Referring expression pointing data
━━━

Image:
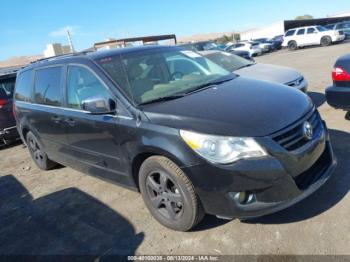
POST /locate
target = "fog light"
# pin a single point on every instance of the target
(242, 197)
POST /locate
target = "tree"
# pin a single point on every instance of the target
(304, 17)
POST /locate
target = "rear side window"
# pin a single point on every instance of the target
(47, 88)
(6, 88)
(301, 32)
(24, 86)
(311, 30)
(290, 32)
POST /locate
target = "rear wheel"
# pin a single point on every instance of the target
(37, 153)
(292, 45)
(326, 41)
(169, 194)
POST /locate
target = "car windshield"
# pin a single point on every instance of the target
(329, 27)
(321, 28)
(6, 88)
(229, 61)
(153, 74)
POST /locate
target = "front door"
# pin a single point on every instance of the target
(93, 138)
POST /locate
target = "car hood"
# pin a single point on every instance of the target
(240, 107)
(278, 74)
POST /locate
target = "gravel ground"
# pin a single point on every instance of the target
(65, 212)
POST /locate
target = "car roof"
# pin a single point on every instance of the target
(209, 52)
(94, 55)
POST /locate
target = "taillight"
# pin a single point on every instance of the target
(3, 102)
(339, 74)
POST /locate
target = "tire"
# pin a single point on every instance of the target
(169, 195)
(326, 41)
(292, 45)
(37, 153)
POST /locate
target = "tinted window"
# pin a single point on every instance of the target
(290, 33)
(47, 89)
(329, 27)
(160, 72)
(6, 88)
(81, 85)
(321, 29)
(311, 30)
(228, 61)
(301, 32)
(24, 86)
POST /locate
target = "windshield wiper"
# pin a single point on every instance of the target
(163, 98)
(247, 65)
(208, 85)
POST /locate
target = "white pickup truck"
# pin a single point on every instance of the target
(311, 35)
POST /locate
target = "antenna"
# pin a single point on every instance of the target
(70, 41)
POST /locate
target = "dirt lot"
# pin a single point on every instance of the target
(65, 212)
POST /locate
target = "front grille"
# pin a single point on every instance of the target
(293, 137)
(295, 82)
(310, 176)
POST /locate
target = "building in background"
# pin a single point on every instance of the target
(56, 49)
(279, 28)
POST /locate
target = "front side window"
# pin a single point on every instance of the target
(311, 30)
(82, 84)
(24, 86)
(47, 87)
(290, 33)
(321, 29)
(151, 74)
(6, 88)
(301, 32)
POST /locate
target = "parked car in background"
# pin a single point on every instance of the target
(311, 35)
(200, 46)
(276, 45)
(338, 95)
(209, 45)
(264, 45)
(8, 130)
(343, 26)
(278, 38)
(252, 48)
(192, 139)
(266, 72)
(243, 54)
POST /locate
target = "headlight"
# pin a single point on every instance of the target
(222, 149)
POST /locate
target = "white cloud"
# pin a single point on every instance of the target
(73, 29)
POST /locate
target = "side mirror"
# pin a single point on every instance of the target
(99, 105)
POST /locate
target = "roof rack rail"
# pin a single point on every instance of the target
(47, 59)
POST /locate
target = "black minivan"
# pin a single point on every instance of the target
(192, 137)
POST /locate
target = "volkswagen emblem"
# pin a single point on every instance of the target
(307, 130)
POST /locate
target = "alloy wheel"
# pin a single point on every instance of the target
(164, 195)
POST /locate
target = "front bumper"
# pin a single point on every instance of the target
(275, 182)
(338, 97)
(8, 134)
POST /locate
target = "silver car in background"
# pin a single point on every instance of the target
(267, 72)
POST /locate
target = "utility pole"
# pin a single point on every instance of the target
(70, 42)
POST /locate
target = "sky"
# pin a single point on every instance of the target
(27, 26)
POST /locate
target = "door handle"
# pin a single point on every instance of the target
(70, 121)
(56, 119)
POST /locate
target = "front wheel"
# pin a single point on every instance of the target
(37, 153)
(292, 45)
(326, 41)
(169, 195)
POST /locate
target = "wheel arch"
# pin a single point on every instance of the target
(144, 154)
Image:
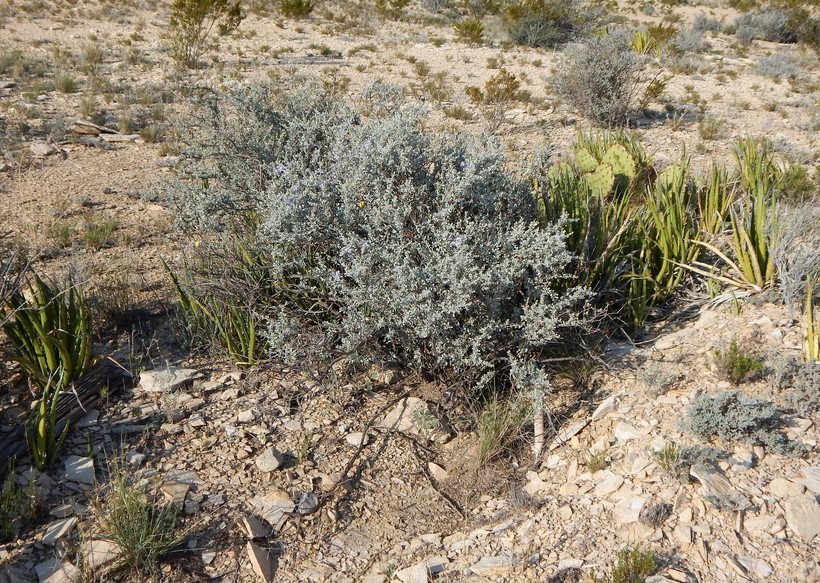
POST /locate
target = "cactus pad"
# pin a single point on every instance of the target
(621, 161)
(585, 161)
(602, 180)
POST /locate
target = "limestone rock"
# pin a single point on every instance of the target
(716, 489)
(270, 460)
(80, 469)
(170, 378)
(414, 574)
(58, 529)
(803, 516)
(260, 561)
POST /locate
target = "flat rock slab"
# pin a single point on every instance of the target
(717, 489)
(54, 571)
(415, 574)
(274, 507)
(58, 529)
(260, 561)
(269, 460)
(80, 469)
(803, 516)
(165, 379)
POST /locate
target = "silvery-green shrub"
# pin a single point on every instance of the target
(385, 241)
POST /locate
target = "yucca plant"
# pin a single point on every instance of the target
(752, 221)
(50, 329)
(812, 347)
(715, 200)
(231, 319)
(43, 435)
(670, 231)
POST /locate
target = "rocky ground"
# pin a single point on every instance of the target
(283, 477)
(279, 476)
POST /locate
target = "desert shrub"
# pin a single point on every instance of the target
(546, 23)
(796, 250)
(382, 241)
(703, 23)
(774, 25)
(731, 415)
(804, 395)
(192, 23)
(470, 30)
(779, 66)
(501, 92)
(735, 363)
(602, 78)
(688, 41)
(632, 565)
(296, 8)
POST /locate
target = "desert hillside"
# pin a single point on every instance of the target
(410, 290)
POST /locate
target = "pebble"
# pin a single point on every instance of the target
(270, 460)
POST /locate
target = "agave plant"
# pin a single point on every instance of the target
(43, 435)
(50, 329)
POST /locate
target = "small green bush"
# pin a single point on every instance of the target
(296, 8)
(735, 364)
(144, 532)
(602, 77)
(546, 23)
(632, 565)
(192, 23)
(470, 30)
(731, 415)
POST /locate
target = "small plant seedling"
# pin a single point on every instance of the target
(736, 364)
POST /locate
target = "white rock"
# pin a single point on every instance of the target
(626, 432)
(759, 566)
(357, 439)
(274, 507)
(608, 482)
(58, 529)
(260, 561)
(803, 516)
(80, 469)
(88, 420)
(493, 565)
(415, 574)
(54, 571)
(810, 478)
(99, 552)
(165, 379)
(253, 527)
(269, 460)
(439, 474)
(246, 416)
(783, 488)
(605, 407)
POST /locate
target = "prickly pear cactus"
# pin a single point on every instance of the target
(585, 161)
(558, 171)
(602, 180)
(622, 162)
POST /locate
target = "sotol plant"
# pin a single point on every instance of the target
(51, 332)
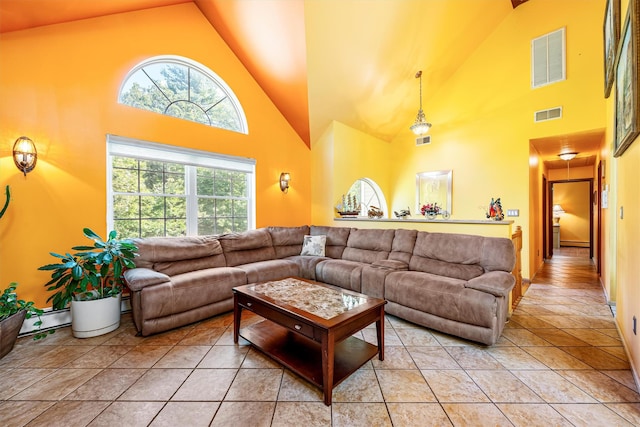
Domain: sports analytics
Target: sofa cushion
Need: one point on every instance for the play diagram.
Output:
(287, 241)
(170, 249)
(338, 272)
(191, 290)
(447, 269)
(247, 247)
(441, 296)
(402, 246)
(274, 269)
(368, 246)
(336, 239)
(307, 265)
(498, 253)
(314, 245)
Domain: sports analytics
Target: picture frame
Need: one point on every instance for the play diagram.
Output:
(627, 103)
(434, 187)
(611, 34)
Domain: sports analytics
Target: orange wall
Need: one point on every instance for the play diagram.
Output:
(59, 86)
(483, 116)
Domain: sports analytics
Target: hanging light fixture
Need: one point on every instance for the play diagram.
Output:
(421, 126)
(25, 154)
(567, 157)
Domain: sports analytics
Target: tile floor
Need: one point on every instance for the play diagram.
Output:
(560, 362)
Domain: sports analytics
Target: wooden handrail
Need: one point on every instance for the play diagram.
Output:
(516, 294)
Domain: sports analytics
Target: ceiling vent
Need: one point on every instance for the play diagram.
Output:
(550, 114)
(423, 140)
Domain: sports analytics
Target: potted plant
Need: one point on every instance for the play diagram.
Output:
(91, 282)
(13, 311)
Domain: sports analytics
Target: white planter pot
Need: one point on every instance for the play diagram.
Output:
(95, 317)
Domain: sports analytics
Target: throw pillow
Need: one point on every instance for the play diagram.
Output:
(313, 245)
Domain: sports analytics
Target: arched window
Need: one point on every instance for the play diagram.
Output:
(179, 87)
(367, 194)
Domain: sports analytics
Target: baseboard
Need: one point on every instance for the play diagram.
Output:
(54, 319)
(634, 373)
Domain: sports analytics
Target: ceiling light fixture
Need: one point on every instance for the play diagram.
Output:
(25, 154)
(567, 156)
(420, 126)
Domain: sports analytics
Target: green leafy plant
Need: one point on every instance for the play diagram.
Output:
(10, 305)
(93, 272)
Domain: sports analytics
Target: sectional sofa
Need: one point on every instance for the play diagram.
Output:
(454, 283)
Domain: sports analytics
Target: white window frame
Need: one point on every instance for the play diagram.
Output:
(543, 42)
(128, 147)
(207, 72)
(378, 192)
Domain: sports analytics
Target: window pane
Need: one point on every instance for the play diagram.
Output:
(222, 183)
(206, 207)
(176, 207)
(224, 225)
(205, 181)
(152, 207)
(176, 227)
(152, 227)
(189, 111)
(127, 227)
(224, 208)
(206, 226)
(126, 207)
(181, 89)
(239, 184)
(125, 180)
(223, 115)
(165, 206)
(174, 183)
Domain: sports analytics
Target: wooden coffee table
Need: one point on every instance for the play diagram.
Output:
(308, 327)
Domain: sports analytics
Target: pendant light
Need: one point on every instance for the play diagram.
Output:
(421, 126)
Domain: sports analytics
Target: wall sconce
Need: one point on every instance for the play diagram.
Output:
(557, 213)
(25, 154)
(285, 177)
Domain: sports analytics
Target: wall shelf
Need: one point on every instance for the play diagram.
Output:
(428, 221)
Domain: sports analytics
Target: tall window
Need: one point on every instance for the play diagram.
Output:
(548, 59)
(367, 194)
(180, 87)
(159, 190)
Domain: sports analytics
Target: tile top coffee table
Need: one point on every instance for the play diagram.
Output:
(308, 327)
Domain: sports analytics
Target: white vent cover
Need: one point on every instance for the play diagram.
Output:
(548, 59)
(550, 114)
(423, 140)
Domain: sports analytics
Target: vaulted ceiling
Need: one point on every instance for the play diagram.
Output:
(353, 61)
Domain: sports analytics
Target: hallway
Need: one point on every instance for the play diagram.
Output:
(559, 362)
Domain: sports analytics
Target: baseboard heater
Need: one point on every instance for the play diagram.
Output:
(55, 319)
(574, 243)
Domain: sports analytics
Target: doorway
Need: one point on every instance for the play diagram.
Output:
(569, 204)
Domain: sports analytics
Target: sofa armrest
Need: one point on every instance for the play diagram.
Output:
(391, 264)
(498, 283)
(138, 278)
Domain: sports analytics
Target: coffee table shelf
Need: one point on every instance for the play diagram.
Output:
(316, 343)
(304, 356)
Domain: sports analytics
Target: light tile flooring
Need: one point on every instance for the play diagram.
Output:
(560, 362)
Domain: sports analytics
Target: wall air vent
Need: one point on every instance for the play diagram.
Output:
(550, 114)
(423, 140)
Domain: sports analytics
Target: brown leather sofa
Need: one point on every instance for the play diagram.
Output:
(454, 283)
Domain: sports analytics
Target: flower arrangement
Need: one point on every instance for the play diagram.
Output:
(430, 208)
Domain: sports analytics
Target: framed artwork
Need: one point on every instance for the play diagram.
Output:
(434, 187)
(627, 124)
(611, 32)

━━━

What you have to do | Print exactly the lines above, between the one holding "Target: green leafy plant" and the one holding "Target: doorway", inclusive, and nothing besides.

Answer below |
Target: green leafy plant
Need: one point on every instance for the play diagram.
Output:
(10, 305)
(93, 272)
Domain: sports analytics
Target: sectional sofa
Need: one point on every instance for the play diagram.
Output:
(454, 283)
Domain: sports analytics
Target: white window frame
Need: one point on every instance for the play diagram.
Output:
(543, 42)
(128, 147)
(207, 72)
(378, 192)
Domain: sports analytics
Target: window pane
Need: one point on every instance for the play diagram.
Output:
(222, 183)
(206, 207)
(176, 207)
(224, 225)
(205, 181)
(152, 207)
(176, 227)
(152, 227)
(189, 111)
(127, 227)
(224, 208)
(206, 226)
(126, 207)
(181, 89)
(239, 184)
(125, 180)
(223, 115)
(165, 206)
(174, 183)
Domain: sports analytics
Target: wooden coffee table
Need: one point on every instance for the play diagram.
Output:
(308, 327)
Domain: sports analytics
Target: pendant light
Need: one point on every instance for the play diagram.
Output:
(421, 126)
Domain: sports analytics
Target: wall sconce
Need: one point on every instance for the play diagram.
Output:
(557, 213)
(25, 154)
(285, 177)
Domain: sports analytics
Target: wall shelf
Need: one point on every instance for the play diagram.
Output:
(428, 221)
Domain: sports analytics
Target: tall window
Need: one point on every instance for the play diagram.
Output:
(548, 59)
(367, 194)
(180, 87)
(159, 190)
Domain: sports analytics
Target: tile top coffee table
Need: one point on every instance for the play diagram.
Output:
(308, 327)
Domain: sports analytics
Target: white vent cover
Need: one point on every instance for the play diagram.
Output:
(548, 59)
(550, 114)
(423, 140)
Domain: sports analytics
Target: vaulted ceiling
Need: one point on every instance for the play diagram.
Output:
(353, 61)
Domain: sports analytics
Target: hallway
Need: one point on every instance for the play diagram.
Output:
(559, 362)
Domain: sports analytics
Target: baseboard heater
Need: one point on every instance for the play diagram.
Output:
(55, 319)
(574, 243)
Domain: sports analytics
Target: doorway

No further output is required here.